ABOUT THIS EXERCISE. Reproduce the entries that follow verbatim, down to the final line.

(Source data)

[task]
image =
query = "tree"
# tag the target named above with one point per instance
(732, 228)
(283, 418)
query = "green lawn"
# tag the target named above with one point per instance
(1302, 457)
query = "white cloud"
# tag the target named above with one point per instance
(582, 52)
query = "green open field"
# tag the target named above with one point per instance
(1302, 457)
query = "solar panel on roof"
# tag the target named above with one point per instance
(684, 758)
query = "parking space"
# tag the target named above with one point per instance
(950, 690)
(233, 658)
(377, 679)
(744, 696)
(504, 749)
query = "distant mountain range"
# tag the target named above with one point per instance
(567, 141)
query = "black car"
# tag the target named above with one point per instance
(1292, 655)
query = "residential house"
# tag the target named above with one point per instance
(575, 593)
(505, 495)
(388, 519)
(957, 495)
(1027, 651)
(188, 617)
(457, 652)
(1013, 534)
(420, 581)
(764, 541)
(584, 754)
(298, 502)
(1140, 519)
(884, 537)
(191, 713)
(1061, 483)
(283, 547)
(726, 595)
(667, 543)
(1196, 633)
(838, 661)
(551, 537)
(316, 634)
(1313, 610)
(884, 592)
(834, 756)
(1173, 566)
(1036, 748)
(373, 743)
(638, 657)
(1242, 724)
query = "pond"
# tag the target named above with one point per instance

ANSWER SPACE.
[task]
image =
query = "tree"
# tag the target named above with one point per instance
(732, 228)
(283, 418)
query = "green lawn"
# tag the target named above with one point per instance
(1302, 457)
query = "white cloud"
# tag the target named above with one point per instance
(582, 52)
query = "green open field"
# tag the target named above with one point per instance
(1302, 457)
query = "solar panel on roof"
# tag the target named above with one point per instance
(684, 758)
query = "parking space"
# tag the target named above with one point per instance
(950, 690)
(233, 658)
(377, 679)
(744, 696)
(504, 749)
query = "distant mountain range"
# tag the target named above with one point per instance
(567, 141)
query = "black car"
# tag the target named above with one point per instance
(1292, 655)
query = "residential house"
# tag the target named above with one point per instance
(575, 593)
(505, 495)
(388, 519)
(957, 495)
(1027, 651)
(188, 617)
(457, 652)
(1013, 534)
(420, 581)
(764, 541)
(584, 754)
(298, 502)
(1140, 519)
(884, 537)
(191, 713)
(1061, 483)
(283, 547)
(726, 595)
(667, 543)
(1196, 633)
(838, 661)
(551, 537)
(316, 634)
(1313, 610)
(884, 592)
(834, 756)
(1173, 566)
(1036, 748)
(373, 743)
(638, 657)
(1242, 724)
query = "pond"
# tag the target named above with one point per instance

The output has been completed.